DATASET RECORDS

* * *

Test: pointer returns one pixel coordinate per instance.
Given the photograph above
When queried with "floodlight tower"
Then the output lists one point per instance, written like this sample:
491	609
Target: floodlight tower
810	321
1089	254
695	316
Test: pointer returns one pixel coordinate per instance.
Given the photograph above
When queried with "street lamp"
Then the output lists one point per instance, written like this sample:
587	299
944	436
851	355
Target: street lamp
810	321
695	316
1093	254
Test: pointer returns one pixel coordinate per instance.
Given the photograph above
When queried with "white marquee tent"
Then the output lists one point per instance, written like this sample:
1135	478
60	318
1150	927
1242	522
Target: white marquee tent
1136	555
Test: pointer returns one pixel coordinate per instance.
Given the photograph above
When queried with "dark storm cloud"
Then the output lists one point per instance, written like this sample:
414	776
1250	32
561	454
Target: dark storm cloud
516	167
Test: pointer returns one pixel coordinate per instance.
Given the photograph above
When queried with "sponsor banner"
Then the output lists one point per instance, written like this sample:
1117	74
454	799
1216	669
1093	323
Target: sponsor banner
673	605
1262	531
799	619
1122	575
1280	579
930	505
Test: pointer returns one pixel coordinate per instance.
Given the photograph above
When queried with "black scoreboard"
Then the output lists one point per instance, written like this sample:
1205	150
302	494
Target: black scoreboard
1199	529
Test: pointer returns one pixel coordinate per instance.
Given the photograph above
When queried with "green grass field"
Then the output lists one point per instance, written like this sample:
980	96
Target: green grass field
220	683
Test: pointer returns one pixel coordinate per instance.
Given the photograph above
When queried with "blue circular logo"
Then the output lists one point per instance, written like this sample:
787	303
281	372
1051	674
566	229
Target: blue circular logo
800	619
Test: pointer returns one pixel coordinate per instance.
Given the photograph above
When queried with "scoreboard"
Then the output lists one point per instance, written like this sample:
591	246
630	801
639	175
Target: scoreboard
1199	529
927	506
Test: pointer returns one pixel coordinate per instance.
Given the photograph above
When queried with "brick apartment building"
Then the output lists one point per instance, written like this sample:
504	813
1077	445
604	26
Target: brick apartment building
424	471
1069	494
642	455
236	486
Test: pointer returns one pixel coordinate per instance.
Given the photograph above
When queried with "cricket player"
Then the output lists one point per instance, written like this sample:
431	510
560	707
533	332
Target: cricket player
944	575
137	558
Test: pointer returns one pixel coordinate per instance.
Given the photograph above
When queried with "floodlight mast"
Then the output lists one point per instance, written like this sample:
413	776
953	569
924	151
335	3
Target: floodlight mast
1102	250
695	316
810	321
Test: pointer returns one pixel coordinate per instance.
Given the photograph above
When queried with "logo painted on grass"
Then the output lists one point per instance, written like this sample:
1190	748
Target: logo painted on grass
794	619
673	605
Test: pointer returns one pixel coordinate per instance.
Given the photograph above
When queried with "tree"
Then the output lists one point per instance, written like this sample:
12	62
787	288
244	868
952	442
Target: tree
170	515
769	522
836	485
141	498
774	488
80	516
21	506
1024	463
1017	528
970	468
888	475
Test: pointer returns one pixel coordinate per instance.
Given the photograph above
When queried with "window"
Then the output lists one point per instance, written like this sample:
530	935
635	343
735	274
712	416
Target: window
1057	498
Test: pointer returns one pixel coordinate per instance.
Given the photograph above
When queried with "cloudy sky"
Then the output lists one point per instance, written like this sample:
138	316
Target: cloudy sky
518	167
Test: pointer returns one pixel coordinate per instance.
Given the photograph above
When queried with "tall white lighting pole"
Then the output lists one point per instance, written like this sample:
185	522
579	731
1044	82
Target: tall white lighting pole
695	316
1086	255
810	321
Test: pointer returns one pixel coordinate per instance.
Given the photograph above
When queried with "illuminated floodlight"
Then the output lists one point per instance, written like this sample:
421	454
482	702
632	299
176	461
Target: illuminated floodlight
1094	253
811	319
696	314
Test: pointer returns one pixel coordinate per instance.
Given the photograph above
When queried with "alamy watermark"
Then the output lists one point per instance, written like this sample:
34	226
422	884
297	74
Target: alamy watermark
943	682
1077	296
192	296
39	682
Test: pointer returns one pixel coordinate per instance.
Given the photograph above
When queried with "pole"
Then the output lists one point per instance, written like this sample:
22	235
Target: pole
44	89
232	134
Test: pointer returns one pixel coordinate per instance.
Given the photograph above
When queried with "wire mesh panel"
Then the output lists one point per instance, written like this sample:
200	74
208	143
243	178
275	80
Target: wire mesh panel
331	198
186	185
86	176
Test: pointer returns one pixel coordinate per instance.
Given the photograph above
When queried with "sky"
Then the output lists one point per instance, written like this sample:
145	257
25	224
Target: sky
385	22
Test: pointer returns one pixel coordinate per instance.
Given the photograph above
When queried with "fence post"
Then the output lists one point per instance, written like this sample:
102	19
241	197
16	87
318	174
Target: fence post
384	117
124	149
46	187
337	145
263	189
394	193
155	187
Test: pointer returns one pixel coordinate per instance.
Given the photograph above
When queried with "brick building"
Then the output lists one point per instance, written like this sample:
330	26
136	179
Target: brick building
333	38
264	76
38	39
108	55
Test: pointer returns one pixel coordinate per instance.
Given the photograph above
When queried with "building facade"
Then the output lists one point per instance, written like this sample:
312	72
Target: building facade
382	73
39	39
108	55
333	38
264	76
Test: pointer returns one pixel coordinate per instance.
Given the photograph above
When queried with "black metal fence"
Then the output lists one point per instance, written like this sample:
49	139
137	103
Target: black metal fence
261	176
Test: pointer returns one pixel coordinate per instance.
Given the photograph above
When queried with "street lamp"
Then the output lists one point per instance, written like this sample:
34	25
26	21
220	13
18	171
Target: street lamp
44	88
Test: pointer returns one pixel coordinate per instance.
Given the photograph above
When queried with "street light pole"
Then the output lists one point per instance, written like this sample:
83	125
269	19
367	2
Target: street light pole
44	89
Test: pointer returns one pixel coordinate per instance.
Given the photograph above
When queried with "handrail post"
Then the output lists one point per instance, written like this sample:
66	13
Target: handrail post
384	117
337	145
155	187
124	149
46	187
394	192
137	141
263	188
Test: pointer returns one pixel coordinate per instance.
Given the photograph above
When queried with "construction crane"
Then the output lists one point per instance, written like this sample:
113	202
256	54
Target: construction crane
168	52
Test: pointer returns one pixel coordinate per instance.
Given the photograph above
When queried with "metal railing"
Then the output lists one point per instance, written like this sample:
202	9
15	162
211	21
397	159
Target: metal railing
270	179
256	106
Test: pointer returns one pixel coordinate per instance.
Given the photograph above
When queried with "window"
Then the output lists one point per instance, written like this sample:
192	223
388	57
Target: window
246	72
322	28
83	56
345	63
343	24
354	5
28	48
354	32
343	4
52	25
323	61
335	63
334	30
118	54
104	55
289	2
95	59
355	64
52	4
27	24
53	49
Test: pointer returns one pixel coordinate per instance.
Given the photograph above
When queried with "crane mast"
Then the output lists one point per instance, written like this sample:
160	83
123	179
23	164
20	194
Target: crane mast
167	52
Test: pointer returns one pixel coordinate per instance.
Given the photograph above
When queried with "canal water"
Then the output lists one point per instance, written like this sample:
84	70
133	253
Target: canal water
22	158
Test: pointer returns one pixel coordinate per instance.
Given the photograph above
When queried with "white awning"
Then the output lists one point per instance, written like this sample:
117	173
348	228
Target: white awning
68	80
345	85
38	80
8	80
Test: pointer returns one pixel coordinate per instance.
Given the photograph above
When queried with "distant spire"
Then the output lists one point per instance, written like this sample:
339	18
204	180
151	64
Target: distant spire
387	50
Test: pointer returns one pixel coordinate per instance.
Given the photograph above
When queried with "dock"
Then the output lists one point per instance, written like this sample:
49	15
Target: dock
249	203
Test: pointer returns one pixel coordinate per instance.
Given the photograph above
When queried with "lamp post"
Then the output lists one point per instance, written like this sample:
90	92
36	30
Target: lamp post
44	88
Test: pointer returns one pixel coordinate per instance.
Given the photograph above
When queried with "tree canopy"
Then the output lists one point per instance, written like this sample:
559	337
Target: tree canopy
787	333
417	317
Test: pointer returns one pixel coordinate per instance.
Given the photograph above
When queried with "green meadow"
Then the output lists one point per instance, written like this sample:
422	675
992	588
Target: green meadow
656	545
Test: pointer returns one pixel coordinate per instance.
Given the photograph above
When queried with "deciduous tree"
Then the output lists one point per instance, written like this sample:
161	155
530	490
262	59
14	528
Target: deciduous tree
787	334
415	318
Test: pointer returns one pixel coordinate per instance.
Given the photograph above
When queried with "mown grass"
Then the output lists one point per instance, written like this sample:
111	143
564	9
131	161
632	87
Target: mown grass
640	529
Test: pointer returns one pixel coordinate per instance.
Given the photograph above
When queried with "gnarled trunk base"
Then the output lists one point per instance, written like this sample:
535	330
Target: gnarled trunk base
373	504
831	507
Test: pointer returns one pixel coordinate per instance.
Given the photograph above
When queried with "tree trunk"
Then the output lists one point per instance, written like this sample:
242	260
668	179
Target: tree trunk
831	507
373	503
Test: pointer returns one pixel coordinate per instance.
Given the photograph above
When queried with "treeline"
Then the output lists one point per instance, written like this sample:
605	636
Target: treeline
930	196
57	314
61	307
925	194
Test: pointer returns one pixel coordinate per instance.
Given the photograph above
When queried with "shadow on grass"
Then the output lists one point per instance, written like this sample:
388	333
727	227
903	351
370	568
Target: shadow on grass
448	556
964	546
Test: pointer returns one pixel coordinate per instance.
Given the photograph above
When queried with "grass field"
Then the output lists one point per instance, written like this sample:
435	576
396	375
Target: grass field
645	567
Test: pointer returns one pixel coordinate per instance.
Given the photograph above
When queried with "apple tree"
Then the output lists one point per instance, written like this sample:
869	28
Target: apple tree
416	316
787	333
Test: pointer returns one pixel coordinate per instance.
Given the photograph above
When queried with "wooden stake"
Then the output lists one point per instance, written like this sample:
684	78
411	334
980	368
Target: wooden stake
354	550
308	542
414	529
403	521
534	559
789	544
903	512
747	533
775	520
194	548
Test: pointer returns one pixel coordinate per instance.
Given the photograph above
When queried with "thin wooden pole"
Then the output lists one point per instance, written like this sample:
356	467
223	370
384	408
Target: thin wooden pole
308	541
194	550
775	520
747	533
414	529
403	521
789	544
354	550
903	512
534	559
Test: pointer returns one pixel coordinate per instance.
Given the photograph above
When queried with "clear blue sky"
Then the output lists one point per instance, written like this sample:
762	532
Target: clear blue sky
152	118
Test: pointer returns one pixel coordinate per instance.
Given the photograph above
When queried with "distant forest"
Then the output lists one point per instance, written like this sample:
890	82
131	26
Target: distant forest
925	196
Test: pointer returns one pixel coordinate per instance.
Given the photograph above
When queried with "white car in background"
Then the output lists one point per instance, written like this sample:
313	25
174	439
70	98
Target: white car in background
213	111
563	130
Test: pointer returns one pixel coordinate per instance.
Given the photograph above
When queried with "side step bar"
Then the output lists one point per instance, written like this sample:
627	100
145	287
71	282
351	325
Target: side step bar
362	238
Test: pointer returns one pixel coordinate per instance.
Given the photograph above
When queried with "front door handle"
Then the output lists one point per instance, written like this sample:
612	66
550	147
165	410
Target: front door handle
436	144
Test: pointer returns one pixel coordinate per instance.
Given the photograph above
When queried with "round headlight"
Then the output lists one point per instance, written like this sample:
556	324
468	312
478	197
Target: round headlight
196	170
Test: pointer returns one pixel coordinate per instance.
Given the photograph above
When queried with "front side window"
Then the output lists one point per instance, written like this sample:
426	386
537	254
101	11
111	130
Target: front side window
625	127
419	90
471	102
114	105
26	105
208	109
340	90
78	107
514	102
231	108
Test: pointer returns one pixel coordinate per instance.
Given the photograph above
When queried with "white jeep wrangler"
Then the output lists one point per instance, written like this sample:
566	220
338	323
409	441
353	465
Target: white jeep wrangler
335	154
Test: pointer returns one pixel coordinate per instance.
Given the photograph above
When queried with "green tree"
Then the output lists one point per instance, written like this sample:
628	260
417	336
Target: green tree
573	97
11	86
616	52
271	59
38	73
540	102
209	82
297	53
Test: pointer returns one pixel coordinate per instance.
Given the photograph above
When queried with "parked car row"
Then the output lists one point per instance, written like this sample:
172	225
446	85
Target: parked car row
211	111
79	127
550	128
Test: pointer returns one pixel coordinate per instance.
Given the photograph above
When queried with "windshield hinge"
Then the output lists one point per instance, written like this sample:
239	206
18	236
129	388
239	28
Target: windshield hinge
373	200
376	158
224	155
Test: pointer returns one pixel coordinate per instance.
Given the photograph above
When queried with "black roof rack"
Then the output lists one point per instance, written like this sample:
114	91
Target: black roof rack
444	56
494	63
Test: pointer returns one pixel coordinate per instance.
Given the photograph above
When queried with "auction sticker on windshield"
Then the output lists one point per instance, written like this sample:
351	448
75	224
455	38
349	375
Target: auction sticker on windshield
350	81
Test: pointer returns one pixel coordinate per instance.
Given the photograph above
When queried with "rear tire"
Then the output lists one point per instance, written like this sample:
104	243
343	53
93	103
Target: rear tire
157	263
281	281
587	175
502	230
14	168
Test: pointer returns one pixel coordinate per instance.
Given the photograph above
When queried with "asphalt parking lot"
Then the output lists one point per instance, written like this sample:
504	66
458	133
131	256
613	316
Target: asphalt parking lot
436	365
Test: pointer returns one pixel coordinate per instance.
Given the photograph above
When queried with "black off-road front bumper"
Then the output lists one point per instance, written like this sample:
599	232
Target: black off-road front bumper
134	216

* * *

YOUR OBJECTIVE
"Target: asphalt parking lot" marks the first line to print; reproduce that line and every line after it through the end of the listing above.

RESPONSE BOX
Target: asphalt parking lot
436	365
Test: pointer returns one pixel coordinate per instance.
Given the photograph above
When queried with "black off-road front bumper"
Then the output lists one point per instance, written like this sample:
599	232
Target: black off-road front bumper
134	216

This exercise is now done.